▸ **Task requirements**:
Transcribe the data verbatim, starting with its first line and ending with the line that contains "196 142 L 213", including that line.

▸ **Entries from a dataset**:

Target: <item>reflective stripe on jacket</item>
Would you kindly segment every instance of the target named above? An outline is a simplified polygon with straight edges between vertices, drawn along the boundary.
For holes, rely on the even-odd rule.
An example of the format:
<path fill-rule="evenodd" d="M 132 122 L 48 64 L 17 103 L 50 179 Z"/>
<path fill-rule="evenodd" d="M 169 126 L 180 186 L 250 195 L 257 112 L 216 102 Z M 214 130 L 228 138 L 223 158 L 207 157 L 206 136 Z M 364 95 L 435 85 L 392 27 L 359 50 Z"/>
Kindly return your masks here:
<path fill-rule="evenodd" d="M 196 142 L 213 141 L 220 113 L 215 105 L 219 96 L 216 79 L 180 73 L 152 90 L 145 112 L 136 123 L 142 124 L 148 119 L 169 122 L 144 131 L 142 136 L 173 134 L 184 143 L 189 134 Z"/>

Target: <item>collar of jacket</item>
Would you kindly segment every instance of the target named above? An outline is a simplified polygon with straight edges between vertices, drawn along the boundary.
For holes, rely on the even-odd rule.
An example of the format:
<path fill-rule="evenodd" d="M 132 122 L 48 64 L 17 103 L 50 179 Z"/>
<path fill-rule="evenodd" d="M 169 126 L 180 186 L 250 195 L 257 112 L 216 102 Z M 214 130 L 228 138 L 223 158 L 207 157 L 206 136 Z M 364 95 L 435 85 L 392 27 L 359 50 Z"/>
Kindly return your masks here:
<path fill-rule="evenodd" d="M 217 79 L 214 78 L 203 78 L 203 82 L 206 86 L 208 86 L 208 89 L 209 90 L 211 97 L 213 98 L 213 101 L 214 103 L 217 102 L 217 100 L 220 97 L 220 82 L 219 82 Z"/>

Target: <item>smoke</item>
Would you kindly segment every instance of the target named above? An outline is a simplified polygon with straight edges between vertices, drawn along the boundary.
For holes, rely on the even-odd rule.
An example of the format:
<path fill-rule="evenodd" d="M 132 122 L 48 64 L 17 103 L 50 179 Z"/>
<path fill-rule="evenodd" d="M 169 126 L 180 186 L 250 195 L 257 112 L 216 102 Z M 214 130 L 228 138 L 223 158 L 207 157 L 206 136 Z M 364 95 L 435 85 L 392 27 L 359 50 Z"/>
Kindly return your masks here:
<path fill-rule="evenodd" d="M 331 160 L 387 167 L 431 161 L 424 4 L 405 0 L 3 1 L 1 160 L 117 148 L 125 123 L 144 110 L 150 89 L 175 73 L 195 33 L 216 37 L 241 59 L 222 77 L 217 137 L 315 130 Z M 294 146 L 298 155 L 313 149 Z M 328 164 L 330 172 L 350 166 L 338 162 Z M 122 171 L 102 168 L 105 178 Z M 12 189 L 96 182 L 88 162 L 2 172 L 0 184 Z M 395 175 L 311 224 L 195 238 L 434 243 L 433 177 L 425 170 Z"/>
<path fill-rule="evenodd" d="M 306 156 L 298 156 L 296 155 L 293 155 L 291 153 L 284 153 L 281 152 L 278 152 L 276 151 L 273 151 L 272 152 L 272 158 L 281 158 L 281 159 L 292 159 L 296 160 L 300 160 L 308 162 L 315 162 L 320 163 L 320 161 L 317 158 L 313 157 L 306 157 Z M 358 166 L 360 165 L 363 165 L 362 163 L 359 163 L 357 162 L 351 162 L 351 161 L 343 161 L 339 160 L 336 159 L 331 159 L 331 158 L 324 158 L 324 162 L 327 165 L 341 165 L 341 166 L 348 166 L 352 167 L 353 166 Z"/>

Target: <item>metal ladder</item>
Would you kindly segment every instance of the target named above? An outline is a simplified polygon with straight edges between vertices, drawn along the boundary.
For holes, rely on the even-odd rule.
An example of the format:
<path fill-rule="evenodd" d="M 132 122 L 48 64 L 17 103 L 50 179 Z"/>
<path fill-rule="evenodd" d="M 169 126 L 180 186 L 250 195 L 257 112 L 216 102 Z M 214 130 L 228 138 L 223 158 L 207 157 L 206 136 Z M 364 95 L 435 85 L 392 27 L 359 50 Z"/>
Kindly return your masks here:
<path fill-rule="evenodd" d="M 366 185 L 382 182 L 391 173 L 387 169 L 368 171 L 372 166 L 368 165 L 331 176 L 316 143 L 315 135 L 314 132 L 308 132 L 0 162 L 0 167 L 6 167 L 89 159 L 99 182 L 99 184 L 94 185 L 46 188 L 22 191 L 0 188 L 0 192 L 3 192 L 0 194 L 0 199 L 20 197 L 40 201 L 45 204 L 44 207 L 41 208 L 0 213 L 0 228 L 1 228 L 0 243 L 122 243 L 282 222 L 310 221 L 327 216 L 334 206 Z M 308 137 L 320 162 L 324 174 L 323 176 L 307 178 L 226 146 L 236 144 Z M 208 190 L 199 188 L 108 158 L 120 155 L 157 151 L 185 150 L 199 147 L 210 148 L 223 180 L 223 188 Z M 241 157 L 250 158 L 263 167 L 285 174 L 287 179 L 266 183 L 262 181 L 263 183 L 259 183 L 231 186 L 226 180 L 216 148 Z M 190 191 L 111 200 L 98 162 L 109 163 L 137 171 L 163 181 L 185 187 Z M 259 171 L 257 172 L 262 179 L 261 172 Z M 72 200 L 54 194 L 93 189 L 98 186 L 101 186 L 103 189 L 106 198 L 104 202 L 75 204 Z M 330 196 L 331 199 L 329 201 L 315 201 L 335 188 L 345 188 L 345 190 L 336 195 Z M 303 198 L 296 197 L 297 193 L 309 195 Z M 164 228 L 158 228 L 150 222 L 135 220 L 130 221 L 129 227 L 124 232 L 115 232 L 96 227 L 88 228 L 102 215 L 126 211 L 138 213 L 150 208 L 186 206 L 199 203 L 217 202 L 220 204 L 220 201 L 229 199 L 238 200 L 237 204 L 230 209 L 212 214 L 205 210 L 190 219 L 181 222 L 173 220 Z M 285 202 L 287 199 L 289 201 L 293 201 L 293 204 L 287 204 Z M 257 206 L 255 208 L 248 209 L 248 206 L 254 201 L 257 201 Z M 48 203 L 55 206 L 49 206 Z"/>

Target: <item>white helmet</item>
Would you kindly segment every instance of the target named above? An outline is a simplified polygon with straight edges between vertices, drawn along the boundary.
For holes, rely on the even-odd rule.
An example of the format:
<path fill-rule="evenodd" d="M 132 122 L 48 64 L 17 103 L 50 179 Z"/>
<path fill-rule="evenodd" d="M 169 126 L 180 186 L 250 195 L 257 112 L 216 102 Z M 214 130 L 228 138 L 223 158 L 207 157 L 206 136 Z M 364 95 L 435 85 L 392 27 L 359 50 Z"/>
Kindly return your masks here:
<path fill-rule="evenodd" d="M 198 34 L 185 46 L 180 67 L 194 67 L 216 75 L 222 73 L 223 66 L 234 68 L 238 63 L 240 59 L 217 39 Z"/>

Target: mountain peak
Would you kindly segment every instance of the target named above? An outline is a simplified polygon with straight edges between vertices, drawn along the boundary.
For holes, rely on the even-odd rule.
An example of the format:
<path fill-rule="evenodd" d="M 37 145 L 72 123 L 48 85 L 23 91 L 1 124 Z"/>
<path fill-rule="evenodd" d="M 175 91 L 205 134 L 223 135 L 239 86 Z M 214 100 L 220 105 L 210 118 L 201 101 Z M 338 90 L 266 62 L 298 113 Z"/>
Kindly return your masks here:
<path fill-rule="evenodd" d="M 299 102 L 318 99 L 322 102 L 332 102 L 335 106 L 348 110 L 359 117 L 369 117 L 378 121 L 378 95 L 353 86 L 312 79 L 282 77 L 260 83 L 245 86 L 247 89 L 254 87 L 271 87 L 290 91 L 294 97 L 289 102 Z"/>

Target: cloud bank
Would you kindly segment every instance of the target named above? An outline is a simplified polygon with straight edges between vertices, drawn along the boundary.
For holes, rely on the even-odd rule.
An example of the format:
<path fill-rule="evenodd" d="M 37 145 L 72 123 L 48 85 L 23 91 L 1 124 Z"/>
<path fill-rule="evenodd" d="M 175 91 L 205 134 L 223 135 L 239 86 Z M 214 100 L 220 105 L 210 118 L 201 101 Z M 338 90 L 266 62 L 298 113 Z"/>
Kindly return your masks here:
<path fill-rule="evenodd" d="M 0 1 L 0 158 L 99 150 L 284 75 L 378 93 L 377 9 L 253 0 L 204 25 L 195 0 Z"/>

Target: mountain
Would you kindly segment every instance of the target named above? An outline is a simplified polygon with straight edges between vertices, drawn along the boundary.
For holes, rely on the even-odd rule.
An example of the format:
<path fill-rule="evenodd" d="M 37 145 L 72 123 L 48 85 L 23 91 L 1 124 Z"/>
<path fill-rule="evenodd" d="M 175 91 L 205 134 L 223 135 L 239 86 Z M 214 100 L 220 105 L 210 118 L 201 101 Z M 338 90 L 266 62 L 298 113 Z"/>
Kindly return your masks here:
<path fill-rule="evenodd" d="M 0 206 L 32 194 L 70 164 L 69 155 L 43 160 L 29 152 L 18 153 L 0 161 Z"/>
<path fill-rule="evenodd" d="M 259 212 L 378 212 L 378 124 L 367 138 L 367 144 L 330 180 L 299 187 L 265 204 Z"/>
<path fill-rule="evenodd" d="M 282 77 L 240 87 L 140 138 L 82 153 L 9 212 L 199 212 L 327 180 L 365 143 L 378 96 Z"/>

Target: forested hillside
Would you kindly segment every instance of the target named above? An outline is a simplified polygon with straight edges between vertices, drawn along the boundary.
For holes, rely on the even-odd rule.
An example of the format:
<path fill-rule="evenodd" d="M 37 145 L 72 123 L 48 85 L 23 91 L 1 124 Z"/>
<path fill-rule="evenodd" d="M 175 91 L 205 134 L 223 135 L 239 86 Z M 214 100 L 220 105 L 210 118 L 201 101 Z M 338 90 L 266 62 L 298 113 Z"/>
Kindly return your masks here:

▸ **Answer below**:
Target: <item>reflective stripe on jacket</item>
Would you kindly segment every instance of the target named above? An outline is a simplified polygon with straight edges between vertices, drawn along the boundary.
For holes, rely on the even-odd rule.
An example of the format:
<path fill-rule="evenodd" d="M 132 122 L 48 64 L 17 103 L 50 179 Z"/>
<path fill-rule="evenodd" d="M 169 126 L 180 186 L 250 195 L 257 112 L 216 102 Z M 214 130 L 228 138 L 223 158 L 207 157 L 206 136 Z M 364 95 L 435 85 L 392 27 L 359 50 Z"/>
Kindly return your masks here:
<path fill-rule="evenodd" d="M 196 142 L 213 141 L 220 113 L 215 105 L 219 96 L 216 79 L 180 73 L 152 90 L 145 112 L 136 123 L 142 124 L 148 119 L 169 122 L 144 131 L 142 136 L 173 134 L 184 143 L 189 134 Z"/>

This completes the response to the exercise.